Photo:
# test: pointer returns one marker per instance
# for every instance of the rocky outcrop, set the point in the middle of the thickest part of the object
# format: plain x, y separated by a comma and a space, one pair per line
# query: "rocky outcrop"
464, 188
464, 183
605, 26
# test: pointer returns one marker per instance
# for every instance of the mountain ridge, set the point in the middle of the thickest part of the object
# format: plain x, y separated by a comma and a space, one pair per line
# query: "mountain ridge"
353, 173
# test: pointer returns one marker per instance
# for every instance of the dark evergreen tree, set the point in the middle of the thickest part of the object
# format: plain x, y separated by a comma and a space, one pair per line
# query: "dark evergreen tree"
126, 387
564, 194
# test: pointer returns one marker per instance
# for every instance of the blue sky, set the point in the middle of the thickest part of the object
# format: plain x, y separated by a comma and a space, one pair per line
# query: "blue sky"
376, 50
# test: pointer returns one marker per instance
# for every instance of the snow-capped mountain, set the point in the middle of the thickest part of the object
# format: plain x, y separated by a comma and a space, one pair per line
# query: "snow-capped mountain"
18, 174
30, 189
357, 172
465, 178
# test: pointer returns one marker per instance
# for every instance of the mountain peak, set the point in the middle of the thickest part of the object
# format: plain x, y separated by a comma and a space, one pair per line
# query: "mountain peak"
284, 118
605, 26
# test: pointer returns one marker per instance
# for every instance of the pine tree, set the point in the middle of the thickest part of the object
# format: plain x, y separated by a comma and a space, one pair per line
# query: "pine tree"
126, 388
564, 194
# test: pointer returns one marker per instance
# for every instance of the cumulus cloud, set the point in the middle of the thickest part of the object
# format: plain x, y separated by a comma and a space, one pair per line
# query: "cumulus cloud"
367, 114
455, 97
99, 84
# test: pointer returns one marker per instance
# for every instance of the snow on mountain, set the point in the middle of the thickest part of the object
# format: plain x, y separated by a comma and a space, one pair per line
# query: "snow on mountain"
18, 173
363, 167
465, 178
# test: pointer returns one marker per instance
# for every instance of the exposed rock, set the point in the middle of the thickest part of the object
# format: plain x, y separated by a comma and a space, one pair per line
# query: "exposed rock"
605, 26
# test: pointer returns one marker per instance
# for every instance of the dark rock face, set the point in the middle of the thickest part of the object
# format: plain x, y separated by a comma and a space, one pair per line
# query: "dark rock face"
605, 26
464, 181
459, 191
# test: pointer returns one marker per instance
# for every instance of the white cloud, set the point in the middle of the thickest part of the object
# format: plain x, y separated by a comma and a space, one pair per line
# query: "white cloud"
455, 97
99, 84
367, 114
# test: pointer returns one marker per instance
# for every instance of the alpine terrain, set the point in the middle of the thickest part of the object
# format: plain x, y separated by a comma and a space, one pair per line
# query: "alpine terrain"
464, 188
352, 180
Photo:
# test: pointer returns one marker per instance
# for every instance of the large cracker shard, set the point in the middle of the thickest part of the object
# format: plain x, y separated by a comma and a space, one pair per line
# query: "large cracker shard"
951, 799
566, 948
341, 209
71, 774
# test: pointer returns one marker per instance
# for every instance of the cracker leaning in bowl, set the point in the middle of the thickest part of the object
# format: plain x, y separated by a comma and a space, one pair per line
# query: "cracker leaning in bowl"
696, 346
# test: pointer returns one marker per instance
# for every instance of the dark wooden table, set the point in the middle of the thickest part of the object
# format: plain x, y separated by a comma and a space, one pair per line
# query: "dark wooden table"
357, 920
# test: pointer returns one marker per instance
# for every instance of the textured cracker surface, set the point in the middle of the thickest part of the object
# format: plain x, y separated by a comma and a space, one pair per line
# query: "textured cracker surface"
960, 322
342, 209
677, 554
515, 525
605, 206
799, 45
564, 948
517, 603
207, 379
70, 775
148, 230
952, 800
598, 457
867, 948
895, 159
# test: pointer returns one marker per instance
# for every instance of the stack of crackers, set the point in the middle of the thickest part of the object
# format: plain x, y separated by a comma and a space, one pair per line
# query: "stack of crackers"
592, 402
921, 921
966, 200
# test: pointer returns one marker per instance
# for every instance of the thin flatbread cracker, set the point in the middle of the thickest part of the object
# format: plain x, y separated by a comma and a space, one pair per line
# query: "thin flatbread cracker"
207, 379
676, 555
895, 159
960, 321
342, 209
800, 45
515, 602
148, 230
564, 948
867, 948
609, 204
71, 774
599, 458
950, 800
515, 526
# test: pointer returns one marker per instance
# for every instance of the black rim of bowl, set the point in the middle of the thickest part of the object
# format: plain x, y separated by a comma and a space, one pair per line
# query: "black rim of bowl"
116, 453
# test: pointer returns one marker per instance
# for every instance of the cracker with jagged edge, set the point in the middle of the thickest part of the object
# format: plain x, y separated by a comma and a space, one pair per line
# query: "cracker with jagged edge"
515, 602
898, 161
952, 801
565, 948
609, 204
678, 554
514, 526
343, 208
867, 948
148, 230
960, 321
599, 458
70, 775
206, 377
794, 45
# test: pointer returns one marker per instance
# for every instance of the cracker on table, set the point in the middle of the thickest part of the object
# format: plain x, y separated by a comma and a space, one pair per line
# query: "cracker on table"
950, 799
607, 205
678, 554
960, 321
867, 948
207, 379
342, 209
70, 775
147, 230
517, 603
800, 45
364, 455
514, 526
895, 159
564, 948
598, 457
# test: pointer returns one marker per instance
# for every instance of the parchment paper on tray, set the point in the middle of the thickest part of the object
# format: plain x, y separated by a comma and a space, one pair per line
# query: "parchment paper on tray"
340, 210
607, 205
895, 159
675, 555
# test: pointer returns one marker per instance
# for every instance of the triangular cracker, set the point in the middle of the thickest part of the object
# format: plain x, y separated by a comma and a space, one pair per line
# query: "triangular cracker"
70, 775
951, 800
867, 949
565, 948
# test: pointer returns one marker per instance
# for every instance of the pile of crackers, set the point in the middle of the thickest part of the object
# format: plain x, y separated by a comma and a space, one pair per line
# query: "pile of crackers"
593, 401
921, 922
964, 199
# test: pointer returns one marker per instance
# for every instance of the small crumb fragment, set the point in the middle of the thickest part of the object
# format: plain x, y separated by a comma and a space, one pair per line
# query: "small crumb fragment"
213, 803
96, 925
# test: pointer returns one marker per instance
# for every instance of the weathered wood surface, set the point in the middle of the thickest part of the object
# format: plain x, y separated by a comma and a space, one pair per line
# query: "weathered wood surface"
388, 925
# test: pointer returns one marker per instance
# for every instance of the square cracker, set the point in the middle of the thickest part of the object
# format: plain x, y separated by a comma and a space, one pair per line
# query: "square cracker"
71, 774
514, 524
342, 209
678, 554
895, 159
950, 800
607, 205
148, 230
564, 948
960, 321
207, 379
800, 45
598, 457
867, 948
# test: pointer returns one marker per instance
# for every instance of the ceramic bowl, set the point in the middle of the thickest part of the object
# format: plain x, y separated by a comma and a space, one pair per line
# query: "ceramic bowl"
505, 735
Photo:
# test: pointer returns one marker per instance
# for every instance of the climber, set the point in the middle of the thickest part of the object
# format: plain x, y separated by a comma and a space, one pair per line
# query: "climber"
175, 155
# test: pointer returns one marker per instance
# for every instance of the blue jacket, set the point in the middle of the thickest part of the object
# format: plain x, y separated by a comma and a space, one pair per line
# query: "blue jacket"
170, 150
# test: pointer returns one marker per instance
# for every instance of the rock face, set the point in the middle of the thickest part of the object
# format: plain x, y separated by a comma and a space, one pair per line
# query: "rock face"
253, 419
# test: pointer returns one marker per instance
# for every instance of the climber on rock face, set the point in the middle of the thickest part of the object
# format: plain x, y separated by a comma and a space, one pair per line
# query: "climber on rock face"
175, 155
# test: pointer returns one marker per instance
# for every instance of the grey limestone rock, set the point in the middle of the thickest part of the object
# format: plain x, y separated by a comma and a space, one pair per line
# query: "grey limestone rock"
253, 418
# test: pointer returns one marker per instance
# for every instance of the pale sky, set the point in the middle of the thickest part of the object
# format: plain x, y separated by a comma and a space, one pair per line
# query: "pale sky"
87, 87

Consigne
Repérez dans le matériel ci-dessus chaque ligne qui contient le mot « exposed » et recopiez-la, en respectant la casse.

Corrigé de l'exercice
# for every instance of the exposed rock, set the point in the middle of the thickest part of the object
# query: "exposed rock"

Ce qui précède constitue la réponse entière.